Evolution in human beings did not end when we became the dominant species in the genus Homo. We are yet, for example, to unearth all the differences wrought by the fact that agriculture took hold in the Mediterranean before the Savannah.

The diets were different, for starters, and the skills required to survive in either environment also varied. It isn’t wrong to speculate that certain people growing up in a different environment would be better at certain skills.

It isn’t a coincidence, also, that the three most popular religions in the world sprang out in a geographically tiny area that was all within a day’s drive, and that also happened to have the highest number of cereals and domesticable animals.

It shouldn’t be a shocking claim that people who grew up for millennia under a caste system (Hindu is the oldest extant religion) with its accept-your-lot ethos would be more tolerant of social inequality than, say, the descendants of pastoralists.

TESTABLE PROPOSITIONS

In a society where everyone is pigeon-holed and stays there, those who stick out are hammered in and it is likely that those who conform will have more children.

It may be true that people who were for millennia hunter-gatherers will be less conscious of the destruction they wrought on the environment than those who were forced to huddle into cities for safety.

::::::::::

Task brief:
Retype the passage on human evolution and environment in full, with nothing changed. The entries that come after this text have nothing to do with it.

Stored data:
::::::::::

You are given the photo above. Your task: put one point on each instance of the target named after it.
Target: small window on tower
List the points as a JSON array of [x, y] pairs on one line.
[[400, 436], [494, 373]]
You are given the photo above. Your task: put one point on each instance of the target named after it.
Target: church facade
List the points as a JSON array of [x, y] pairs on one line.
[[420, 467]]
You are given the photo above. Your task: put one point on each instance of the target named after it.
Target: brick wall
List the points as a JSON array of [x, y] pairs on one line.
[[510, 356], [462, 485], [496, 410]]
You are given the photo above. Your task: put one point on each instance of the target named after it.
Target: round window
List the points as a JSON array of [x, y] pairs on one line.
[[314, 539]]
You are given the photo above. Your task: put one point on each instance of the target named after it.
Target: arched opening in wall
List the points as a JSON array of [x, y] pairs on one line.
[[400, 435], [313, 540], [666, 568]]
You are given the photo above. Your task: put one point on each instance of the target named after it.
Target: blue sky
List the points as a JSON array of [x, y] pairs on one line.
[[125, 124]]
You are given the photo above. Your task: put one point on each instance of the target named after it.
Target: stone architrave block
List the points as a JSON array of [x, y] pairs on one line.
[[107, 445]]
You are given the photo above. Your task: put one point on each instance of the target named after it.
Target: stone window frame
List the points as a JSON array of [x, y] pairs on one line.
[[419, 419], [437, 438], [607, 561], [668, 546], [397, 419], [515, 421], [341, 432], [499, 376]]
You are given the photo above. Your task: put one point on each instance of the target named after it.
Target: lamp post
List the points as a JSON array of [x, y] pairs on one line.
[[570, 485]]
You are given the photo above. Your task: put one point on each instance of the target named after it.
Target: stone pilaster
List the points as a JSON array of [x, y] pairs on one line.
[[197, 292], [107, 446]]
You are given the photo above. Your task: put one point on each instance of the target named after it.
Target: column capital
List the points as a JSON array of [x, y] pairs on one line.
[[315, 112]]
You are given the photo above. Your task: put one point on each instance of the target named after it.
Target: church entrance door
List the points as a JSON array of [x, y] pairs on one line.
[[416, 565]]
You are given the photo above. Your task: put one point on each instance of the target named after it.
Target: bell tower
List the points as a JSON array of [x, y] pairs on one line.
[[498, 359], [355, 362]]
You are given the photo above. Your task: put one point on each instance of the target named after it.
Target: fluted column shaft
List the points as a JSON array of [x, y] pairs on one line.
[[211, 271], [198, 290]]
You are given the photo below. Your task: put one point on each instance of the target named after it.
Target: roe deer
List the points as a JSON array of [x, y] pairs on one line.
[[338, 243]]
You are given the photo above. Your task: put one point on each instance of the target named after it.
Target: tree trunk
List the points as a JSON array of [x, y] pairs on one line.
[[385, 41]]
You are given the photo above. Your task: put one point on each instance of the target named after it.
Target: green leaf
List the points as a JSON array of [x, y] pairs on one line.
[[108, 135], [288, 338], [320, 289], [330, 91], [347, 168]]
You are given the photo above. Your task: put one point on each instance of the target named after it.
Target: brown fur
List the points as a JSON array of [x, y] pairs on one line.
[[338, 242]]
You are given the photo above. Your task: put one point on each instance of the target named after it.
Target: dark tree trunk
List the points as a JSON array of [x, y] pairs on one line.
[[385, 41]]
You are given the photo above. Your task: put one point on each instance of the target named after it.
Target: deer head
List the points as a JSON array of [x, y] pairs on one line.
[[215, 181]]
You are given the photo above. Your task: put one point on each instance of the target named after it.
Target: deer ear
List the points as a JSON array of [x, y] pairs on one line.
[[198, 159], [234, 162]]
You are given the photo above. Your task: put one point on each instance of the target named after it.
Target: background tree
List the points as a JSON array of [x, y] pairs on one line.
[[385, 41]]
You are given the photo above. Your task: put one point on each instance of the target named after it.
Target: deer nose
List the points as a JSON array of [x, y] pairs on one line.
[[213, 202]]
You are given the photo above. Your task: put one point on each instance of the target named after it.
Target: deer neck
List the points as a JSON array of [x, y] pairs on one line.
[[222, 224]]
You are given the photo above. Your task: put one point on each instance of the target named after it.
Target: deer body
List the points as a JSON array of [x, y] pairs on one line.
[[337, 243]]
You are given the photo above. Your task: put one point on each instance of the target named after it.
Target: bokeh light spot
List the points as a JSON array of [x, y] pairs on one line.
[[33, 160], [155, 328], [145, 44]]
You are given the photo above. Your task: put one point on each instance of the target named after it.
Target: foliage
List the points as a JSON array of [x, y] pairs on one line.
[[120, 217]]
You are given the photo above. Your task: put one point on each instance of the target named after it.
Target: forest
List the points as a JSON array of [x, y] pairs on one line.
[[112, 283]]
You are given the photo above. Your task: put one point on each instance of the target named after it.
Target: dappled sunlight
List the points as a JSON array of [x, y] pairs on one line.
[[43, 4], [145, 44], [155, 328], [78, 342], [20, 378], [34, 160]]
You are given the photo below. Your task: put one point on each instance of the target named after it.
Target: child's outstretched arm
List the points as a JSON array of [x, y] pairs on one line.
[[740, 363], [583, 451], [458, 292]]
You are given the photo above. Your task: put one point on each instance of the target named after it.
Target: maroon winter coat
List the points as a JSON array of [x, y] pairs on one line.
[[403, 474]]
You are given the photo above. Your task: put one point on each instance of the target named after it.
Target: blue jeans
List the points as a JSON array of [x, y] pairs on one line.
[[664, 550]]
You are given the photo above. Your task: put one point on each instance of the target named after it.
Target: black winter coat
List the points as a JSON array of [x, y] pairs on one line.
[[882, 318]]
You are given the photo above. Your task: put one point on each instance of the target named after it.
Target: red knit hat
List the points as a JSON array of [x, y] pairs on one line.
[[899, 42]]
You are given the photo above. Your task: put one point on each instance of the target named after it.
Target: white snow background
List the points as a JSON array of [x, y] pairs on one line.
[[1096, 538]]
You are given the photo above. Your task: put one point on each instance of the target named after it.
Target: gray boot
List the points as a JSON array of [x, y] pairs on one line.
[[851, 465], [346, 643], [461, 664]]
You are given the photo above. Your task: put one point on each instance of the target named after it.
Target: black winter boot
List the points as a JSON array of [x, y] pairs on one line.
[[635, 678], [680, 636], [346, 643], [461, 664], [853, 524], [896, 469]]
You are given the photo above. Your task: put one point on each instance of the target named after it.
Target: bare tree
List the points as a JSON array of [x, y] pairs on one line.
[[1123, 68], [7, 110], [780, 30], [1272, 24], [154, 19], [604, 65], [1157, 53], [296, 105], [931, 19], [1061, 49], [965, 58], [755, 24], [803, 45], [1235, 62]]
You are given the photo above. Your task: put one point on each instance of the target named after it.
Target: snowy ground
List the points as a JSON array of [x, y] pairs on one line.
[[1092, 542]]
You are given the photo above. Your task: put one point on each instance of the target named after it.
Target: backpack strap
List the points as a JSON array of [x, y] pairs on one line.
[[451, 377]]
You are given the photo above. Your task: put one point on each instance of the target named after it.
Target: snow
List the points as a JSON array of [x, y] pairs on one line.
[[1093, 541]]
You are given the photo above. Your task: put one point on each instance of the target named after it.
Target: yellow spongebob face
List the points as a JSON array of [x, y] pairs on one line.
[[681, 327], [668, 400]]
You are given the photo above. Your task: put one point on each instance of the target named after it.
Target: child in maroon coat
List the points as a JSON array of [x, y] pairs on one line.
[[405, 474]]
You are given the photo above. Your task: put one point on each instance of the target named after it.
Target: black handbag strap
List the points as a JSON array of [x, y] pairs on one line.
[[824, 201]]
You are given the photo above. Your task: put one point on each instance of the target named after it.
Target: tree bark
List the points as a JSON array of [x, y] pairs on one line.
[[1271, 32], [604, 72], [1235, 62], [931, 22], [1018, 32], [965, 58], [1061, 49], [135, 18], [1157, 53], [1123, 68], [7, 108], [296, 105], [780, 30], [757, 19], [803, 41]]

::::::::::

Reply to the task:
Evolution in human beings did not end when we became the dominant species in the genus Homo. We are yet, for example, to unearth all the differences wrought by the fact that agriculture took hold in the Mediterranean before the Savannah.

The diets were different, for starters, and the skills required to survive in either environment also varied. It isn’t wrong to speculate that certain people growing up in a different environment would be better at certain skills.

It isn’t a coincidence, also, that the three most popular religions in the world sprang out in a geographically tiny area that was all within a day’s drive, and that also happened to have the highest number of cereals and domesticable animals.

It shouldn’t be a shocking claim that people who grew up for millennia under a caste system (Hindu is the oldest extant religion) with its accept-your-lot ethos would be more tolerant of social inequality than, say, the descendants of pastoralists.

TESTABLE PROPOSITIONS

In a society where everyone is pigeon-holed and stays there, those who stick out are hammered in and it is likely that those who conform will have more children.

It may be true that people who were for millennia hunter-gatherers will be less conscious of the destruction they wrought on the environment than those who were forced to huddle into cities for safety.